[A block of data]
-=-=-

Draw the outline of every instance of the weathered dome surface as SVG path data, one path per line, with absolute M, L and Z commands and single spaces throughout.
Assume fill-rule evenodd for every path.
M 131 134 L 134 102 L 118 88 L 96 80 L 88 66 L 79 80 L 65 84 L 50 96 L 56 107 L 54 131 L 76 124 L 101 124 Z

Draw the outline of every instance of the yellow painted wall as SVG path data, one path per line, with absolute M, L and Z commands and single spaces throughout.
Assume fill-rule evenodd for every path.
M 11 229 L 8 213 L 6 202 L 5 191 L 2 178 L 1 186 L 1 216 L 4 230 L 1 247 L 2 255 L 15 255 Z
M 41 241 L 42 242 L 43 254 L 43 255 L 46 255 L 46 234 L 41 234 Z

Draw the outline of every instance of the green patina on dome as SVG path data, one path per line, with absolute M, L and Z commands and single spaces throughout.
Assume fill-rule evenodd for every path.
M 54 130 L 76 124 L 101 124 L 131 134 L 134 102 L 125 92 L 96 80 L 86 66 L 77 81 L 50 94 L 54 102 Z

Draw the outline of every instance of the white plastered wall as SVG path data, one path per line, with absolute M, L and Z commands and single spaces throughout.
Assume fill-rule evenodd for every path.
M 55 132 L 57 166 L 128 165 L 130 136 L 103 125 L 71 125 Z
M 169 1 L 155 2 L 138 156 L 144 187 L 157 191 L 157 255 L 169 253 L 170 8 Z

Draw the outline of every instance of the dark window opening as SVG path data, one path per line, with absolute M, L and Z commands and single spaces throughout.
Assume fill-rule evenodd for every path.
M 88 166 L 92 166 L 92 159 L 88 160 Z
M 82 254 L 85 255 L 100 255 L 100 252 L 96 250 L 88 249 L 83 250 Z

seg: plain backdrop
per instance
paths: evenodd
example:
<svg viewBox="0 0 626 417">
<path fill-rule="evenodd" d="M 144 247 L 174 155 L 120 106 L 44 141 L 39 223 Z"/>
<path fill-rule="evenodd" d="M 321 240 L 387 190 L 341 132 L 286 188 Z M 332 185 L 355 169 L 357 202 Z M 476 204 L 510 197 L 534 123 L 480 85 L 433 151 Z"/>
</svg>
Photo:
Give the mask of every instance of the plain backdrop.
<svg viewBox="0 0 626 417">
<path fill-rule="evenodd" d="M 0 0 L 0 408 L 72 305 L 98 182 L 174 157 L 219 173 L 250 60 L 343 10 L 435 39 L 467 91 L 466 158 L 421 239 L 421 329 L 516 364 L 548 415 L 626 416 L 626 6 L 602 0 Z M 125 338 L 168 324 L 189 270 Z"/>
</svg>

-=-=-

(Description of the task) Write out every line from the records above, word for word.

(Answer to this problem)
Draw the outline of every instance of the weathered dome surface as SVG path data, one path per line, with absolute M, L and Z commands and single spaces throughout.
Assume fill-rule evenodd for every path.
M 131 134 L 134 102 L 118 88 L 96 80 L 88 66 L 79 80 L 65 84 L 50 96 L 56 107 L 54 131 L 76 124 L 101 124 Z

Draw the outline of every instance of the yellow painted wall as SVG path data, one path per line, with absolute M, L and Z commands and single spaces throughout.
Assume fill-rule evenodd for every path.
M 11 229 L 8 213 L 6 202 L 5 191 L 2 178 L 1 186 L 1 216 L 4 230 L 1 247 L 2 255 L 15 255 Z
M 41 241 L 42 242 L 43 254 L 43 255 L 46 255 L 46 234 L 41 234 Z

Draw the outline of every instance of the green patina on dome as SVG path data, one path per line, with absolute M, L and Z commands and single spaces throughout.
Assume fill-rule evenodd for every path.
M 54 130 L 76 124 L 101 124 L 131 134 L 134 102 L 125 92 L 96 80 L 86 66 L 77 81 L 50 94 L 54 102 Z

Draw the outline of every instance of the white plastered wall as SVG path data, one path per line, with absolute M, L and Z commands and single spaces throughout.
Assume fill-rule evenodd for every path.
M 55 132 L 57 166 L 128 165 L 130 136 L 103 125 L 71 125 Z
M 169 1 L 155 2 L 138 156 L 144 187 L 157 191 L 157 255 L 169 253 L 170 8 Z

Draw the outline of every instance of the dark window opening as SVG path data, one path per line, with absolute M, L and Z commands and single spaces throughout.
Assume fill-rule evenodd for every path.
M 88 166 L 92 166 L 92 159 L 88 160 Z
M 82 254 L 85 255 L 100 255 L 100 252 L 96 250 L 88 249 L 83 250 Z

seg: plain backdrop
per instance
paths: evenodd
example:
<svg viewBox="0 0 626 417">
<path fill-rule="evenodd" d="M 144 247 L 174 155 L 120 106 L 44 141 L 39 223 Z"/>
<path fill-rule="evenodd" d="M 321 240 L 387 190 L 341 132 L 286 188 Z M 332 185 L 355 169 L 357 202 Z M 476 204 L 510 197 L 534 123 L 480 85 L 433 151 Z"/>
</svg>
Photo:
Give the mask of every instance of the plain backdrop.
<svg viewBox="0 0 626 417">
<path fill-rule="evenodd" d="M 0 0 L 0 408 L 72 305 L 98 182 L 174 157 L 219 173 L 250 60 L 343 10 L 435 39 L 467 91 L 466 158 L 421 239 L 421 329 L 516 364 L 548 415 L 626 416 L 626 6 L 602 0 Z M 125 338 L 168 324 L 189 270 Z"/>
</svg>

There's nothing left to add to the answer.